__WORK REQUIRED__
Reproduce only the listing lines from the one containing "In this exercise you will locate the wooden" through the one containing "point(625, 333)", substituting "each on its own line" for "one per line" and leaving everything else unchanged.

__ITEMS__
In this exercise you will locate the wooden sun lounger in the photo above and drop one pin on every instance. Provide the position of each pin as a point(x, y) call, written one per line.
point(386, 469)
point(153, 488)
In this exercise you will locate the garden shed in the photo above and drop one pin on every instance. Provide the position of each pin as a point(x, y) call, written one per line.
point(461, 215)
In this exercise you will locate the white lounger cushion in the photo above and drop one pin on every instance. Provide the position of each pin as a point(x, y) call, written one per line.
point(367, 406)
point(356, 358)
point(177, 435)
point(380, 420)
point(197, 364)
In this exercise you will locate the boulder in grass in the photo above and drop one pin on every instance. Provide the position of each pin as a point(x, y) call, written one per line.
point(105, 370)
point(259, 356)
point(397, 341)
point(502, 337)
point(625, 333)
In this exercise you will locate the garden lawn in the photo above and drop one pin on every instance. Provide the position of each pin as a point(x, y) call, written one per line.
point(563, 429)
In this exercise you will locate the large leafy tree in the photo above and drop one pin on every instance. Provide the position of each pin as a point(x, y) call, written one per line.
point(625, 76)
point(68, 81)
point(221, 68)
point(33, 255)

* * *

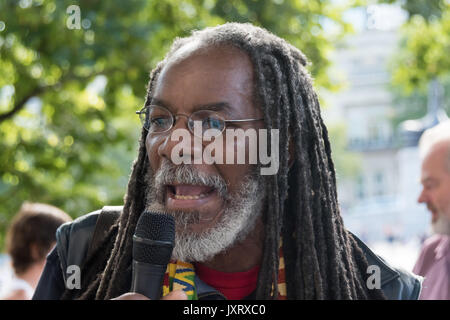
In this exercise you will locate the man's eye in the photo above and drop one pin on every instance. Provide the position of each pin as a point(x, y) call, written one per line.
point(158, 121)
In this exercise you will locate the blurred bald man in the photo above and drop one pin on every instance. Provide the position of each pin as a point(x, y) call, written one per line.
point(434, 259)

...

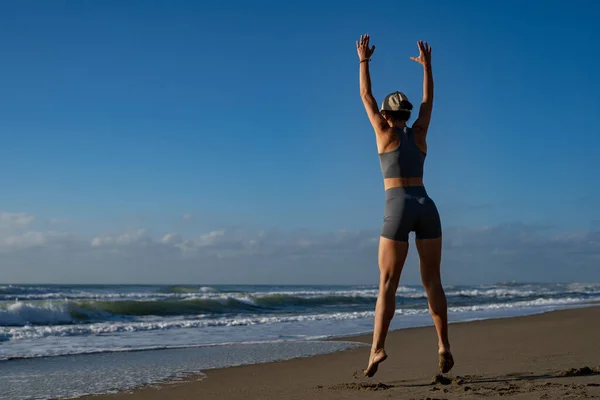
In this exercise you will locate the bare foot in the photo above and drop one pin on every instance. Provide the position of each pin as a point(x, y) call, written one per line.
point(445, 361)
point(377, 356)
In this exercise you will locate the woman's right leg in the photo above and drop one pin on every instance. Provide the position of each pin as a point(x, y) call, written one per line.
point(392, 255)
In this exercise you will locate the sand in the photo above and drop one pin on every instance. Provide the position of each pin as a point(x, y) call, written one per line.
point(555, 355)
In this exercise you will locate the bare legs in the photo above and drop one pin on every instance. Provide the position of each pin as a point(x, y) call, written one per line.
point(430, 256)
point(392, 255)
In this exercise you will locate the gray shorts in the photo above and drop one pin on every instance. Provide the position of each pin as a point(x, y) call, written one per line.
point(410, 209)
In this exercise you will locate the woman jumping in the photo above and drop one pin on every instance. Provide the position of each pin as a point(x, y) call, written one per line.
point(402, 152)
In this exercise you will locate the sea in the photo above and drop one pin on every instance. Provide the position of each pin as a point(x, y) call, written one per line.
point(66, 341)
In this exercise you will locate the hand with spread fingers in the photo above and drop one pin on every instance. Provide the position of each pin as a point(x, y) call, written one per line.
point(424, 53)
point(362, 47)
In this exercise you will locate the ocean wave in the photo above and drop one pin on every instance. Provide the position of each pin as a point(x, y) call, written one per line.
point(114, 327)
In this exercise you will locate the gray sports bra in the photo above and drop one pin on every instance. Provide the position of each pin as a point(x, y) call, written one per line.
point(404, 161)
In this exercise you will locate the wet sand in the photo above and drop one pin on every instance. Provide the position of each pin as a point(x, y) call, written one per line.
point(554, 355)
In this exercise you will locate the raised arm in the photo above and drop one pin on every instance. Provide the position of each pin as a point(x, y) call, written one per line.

__WORKED ANSWER__
In this exercise you will locate the wooden sun lounger in the photo above and drop one pin on every instance. Provide the position of each pin as a point(x, y) call, written each on its own line.
point(386, 469)
point(153, 488)
In this exercise you will locate the garden shed in the photo above and drop one pin on every instance. Provide the position of each pin as a point(x, y) call, written each on its own line.
point(461, 215)
In this exercise you will locate the white lounger cushion in the photo above and drop one pin on every instance. Provide the position of each pin as a point(x, y) call, written each on its own line.
point(367, 406)
point(356, 358)
point(177, 435)
point(380, 420)
point(197, 364)
In this exercise you will locate the boulder in grass in the photo above and drop one pin on every instance. Provide the position of each pin as a point(x, y) call, written each on its own line.
point(105, 370)
point(259, 356)
point(397, 341)
point(502, 337)
point(625, 333)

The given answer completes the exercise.